- PAGE TEXT:
========================

But he was living in Cincinnati then, and those were the years the Reds won the World Series twice in a row. It'd be the ninth inning and they'd be down three runs and you just knew they were going to win. It's like Pete Rose said, they thought like winners.
Little by little, George became a batting-practice fanatic. By his senior year he'd get to the plate and go, "I wonder where I'm going to hit the ball? Do I want to go to the right or to the left?" The next thing that gave him that feeling was when he got a taste of acting and thought, This is it, I can do this. So, in 1982 he dropped out of college and drove west in a rusted Monte Carlo with an engine so funky he never turned it off, just slept on the side of the road with the motor running. He had $300 in his pocket. "My dad said, 'You're never going to survive. You're never going to make it.' "
Those were the go-go years in Hollywood too, when cocaine and quaaludes and acid and women and--well, it was easy to get distracted. And the thing about being an actor is that the job almost requires you to move away from what you really are. You try on so many masks. Soon he was back to standing there going, "I hope they'll like me." Then the idea bulb went off. "One day I just went, You know what? Stick me in a big pot and boil it all down, and I'm a baseball player. That's what I like. That's what I understand. So I'm going to treat this like I treated baseball. Do I want to hit it to right, or do I want to hit it to left?"
The key is, you gotta commit. Even if it's wrong, you gotta commit. You gotta be the Pete Rose of actors, fighting like a pit bull even in an All-Star game. Like the time he auditioned for Francis Ford Coppola like a Kentucky hillbilly. "This goddamn Dracula thing's comin' in here, comin' down this here slide and blowin' up like a ball-a-fire!" Clooney was so bad that Coppola called his agent and asked if there was something mentally wrong with him--but he was committed, dammit.

========================

In the passage about George, why did he sleep by the roadside with the motor running on his drive west?

Excerpts from a point labeling dataset
========================

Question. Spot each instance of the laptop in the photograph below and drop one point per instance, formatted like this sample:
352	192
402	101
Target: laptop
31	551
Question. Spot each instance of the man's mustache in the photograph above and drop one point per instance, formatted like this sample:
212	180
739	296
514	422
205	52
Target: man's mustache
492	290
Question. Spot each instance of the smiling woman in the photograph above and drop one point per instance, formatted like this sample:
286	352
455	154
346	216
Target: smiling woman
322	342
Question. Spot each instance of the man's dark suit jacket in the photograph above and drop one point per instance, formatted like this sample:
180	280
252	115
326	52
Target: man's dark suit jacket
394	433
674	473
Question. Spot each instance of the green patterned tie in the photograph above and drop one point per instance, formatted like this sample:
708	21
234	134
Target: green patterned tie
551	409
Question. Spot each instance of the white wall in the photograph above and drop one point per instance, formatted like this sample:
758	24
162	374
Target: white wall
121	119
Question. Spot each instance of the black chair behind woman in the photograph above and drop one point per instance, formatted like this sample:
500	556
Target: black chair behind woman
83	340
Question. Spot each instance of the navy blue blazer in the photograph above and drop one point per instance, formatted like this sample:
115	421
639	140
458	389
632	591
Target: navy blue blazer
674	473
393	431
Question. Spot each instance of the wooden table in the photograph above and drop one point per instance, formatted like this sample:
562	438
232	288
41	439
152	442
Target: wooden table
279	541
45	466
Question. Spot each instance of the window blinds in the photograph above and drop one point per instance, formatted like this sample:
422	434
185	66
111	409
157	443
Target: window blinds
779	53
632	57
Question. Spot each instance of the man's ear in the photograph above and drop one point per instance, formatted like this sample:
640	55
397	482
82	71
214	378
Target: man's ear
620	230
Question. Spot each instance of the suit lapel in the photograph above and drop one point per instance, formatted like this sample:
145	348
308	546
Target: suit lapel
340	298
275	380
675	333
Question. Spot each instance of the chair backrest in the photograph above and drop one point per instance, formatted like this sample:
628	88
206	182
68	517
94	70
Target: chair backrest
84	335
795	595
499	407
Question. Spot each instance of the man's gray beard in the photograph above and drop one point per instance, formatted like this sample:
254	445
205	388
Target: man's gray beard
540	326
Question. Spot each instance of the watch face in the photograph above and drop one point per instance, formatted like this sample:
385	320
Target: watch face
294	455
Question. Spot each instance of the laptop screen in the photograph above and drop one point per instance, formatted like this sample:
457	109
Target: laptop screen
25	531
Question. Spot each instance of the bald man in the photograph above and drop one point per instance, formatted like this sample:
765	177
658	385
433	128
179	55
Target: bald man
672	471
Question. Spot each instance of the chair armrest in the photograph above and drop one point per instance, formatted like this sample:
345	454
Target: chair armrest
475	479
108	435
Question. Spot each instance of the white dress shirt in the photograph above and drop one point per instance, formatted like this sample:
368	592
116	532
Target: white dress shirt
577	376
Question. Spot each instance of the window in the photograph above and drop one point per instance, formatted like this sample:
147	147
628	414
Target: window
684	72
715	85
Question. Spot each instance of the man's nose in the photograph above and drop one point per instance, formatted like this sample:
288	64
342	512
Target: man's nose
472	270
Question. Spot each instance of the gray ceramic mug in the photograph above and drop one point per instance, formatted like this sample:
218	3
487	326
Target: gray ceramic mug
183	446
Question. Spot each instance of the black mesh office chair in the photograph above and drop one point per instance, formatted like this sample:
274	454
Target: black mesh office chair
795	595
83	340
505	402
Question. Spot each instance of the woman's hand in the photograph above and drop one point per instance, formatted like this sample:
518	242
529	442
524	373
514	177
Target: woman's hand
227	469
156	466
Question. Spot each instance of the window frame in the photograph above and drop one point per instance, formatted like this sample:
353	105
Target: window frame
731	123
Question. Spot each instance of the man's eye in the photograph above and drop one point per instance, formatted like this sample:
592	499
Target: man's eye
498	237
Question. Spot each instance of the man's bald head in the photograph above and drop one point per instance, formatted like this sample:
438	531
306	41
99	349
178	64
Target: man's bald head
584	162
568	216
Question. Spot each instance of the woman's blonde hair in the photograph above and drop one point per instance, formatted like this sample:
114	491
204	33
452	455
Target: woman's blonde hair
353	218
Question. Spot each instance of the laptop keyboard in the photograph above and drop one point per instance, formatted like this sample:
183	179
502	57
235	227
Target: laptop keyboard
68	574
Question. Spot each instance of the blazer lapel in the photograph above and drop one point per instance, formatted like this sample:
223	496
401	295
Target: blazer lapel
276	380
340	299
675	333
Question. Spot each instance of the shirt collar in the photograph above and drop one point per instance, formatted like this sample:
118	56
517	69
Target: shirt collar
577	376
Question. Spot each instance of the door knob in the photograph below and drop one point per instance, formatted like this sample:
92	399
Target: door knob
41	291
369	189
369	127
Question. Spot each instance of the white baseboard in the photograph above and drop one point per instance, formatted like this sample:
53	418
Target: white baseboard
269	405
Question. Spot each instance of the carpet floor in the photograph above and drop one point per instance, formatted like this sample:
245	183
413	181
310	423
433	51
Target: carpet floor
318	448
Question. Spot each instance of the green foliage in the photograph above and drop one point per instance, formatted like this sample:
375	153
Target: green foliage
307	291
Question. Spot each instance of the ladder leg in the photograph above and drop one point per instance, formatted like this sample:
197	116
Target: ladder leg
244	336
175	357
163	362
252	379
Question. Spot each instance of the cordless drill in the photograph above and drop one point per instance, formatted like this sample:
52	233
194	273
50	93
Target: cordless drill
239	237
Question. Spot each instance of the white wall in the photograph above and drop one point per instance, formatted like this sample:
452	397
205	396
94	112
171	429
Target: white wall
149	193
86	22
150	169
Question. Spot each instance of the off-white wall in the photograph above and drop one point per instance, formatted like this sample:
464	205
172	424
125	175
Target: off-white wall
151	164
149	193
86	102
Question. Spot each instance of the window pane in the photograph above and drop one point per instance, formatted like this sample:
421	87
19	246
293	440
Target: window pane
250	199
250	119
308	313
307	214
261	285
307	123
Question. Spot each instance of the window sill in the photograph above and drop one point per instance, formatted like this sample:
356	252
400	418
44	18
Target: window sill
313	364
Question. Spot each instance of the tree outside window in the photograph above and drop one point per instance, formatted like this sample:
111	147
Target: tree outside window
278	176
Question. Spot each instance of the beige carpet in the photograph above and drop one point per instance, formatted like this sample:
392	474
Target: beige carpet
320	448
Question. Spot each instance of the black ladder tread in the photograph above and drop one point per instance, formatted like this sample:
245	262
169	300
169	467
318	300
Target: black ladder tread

========================

- SOLUTION TO THIS EXERCISE: The engine of his rusted Monte Carlo was so funky that he never turned it off, so he slept on the side of the road with the motor still running.